> Goal of the exercise
Collect every line below that contains the word "french" and copy each one out in full.

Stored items
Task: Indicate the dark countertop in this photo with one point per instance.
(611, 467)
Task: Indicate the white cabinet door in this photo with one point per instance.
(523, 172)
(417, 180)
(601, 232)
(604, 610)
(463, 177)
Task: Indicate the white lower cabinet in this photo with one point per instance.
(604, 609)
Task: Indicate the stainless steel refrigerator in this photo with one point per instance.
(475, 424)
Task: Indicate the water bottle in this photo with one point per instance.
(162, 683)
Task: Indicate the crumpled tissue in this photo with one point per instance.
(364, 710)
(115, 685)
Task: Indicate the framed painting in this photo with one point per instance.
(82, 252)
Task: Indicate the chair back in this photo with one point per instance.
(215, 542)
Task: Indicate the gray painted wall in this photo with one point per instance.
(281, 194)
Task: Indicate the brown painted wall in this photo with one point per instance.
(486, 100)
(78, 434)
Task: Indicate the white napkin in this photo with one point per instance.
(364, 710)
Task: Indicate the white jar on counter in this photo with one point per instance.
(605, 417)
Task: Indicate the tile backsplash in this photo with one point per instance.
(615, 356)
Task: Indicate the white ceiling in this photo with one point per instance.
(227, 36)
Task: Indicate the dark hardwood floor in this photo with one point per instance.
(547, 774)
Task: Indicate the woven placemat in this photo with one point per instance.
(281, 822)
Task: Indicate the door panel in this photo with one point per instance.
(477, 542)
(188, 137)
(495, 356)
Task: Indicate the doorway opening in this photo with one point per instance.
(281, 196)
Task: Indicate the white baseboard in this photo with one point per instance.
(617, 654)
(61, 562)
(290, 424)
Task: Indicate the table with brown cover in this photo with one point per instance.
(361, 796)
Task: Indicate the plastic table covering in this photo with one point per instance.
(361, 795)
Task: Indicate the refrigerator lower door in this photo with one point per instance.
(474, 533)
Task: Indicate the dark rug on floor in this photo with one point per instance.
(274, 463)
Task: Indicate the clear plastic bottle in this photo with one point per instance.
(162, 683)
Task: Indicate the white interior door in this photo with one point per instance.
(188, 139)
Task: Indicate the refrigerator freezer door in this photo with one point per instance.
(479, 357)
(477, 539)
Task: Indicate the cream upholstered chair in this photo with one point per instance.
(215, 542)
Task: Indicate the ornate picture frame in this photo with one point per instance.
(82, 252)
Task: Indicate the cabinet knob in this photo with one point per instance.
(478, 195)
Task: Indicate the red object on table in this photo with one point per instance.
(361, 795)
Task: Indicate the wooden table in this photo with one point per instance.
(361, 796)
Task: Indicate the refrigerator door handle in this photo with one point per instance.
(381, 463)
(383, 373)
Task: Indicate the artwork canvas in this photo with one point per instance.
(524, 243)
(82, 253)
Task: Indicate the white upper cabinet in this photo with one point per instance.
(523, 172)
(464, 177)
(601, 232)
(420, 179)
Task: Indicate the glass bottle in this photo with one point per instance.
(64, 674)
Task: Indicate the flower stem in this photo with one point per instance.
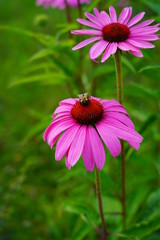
(98, 190)
(118, 65)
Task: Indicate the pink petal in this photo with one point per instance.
(140, 43)
(88, 24)
(120, 117)
(92, 18)
(124, 132)
(97, 49)
(146, 38)
(113, 14)
(106, 17)
(136, 19)
(87, 153)
(111, 49)
(128, 16)
(65, 141)
(137, 54)
(85, 42)
(61, 109)
(77, 146)
(116, 109)
(126, 46)
(142, 24)
(59, 128)
(69, 101)
(97, 147)
(109, 138)
(67, 163)
(87, 32)
(123, 15)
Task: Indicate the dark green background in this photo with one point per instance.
(40, 198)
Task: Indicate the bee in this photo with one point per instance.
(84, 99)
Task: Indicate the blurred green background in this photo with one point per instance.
(40, 198)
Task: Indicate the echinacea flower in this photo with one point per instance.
(60, 3)
(84, 123)
(111, 34)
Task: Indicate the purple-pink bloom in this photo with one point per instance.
(111, 33)
(60, 3)
(81, 126)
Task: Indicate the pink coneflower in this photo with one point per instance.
(84, 123)
(61, 3)
(111, 34)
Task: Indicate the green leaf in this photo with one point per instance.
(142, 89)
(92, 5)
(36, 129)
(57, 78)
(41, 54)
(128, 64)
(149, 67)
(46, 40)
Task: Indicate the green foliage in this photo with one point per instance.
(40, 198)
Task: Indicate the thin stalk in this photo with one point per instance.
(68, 17)
(118, 65)
(98, 190)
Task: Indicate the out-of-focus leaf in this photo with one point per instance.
(41, 54)
(143, 229)
(36, 129)
(40, 66)
(101, 70)
(149, 67)
(57, 78)
(46, 40)
(92, 5)
(154, 6)
(128, 64)
(135, 88)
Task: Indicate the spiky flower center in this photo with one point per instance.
(88, 114)
(115, 32)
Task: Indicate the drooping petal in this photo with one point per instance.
(69, 101)
(87, 32)
(88, 23)
(87, 153)
(65, 141)
(137, 54)
(97, 148)
(59, 128)
(76, 147)
(123, 15)
(85, 42)
(140, 43)
(128, 16)
(136, 19)
(113, 14)
(120, 117)
(106, 16)
(126, 46)
(97, 49)
(109, 138)
(141, 25)
(93, 19)
(111, 49)
(123, 132)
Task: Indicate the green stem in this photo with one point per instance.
(118, 65)
(98, 190)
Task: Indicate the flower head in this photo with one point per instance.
(111, 34)
(60, 3)
(84, 123)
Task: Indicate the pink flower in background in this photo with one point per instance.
(82, 124)
(60, 3)
(111, 34)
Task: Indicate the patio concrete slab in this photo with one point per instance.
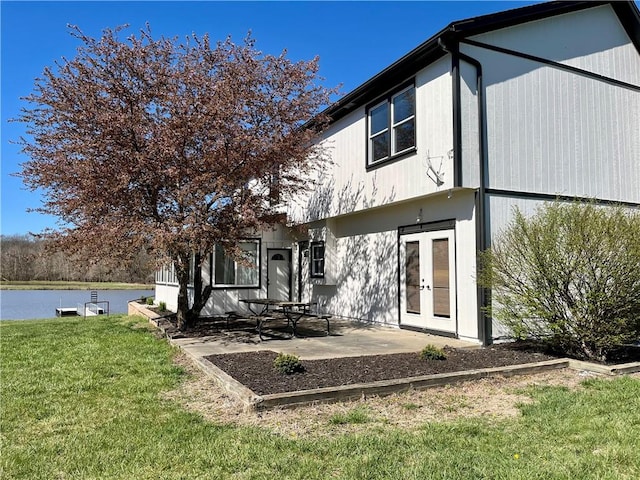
(347, 339)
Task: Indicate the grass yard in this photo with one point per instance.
(85, 399)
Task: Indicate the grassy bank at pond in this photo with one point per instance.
(83, 399)
(41, 285)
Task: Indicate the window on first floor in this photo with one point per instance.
(391, 126)
(316, 262)
(241, 272)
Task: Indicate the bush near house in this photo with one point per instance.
(431, 352)
(568, 275)
(288, 364)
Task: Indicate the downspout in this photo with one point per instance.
(483, 294)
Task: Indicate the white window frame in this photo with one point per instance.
(236, 266)
(314, 248)
(391, 128)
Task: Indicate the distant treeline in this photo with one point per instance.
(24, 258)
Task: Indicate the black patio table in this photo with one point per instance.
(293, 312)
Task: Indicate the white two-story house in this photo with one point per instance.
(429, 157)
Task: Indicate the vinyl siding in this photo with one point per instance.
(556, 132)
(346, 186)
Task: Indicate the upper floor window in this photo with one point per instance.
(392, 126)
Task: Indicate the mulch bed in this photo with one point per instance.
(255, 369)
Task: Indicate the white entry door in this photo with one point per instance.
(427, 281)
(279, 274)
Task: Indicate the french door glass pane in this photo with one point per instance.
(440, 249)
(412, 280)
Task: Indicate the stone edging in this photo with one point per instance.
(254, 402)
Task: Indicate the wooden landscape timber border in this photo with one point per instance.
(254, 402)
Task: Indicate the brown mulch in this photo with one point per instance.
(255, 369)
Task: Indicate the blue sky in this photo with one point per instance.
(355, 40)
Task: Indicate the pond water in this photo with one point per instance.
(32, 304)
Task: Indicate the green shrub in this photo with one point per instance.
(568, 276)
(431, 352)
(288, 364)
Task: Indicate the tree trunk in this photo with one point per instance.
(187, 315)
(183, 314)
(200, 295)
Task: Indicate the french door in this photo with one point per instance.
(427, 281)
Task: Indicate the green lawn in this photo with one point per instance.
(81, 399)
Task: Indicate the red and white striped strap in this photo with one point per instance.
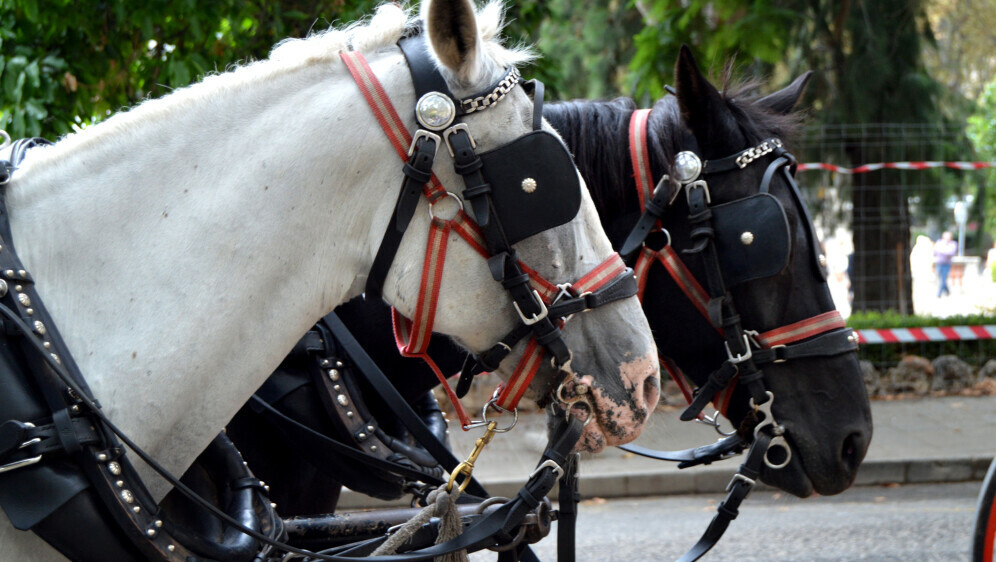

> Task output
Task: Indicate the french door glass pane in this photo with one point per instance.
Task: Indicate the french door in this photo with one point per instance.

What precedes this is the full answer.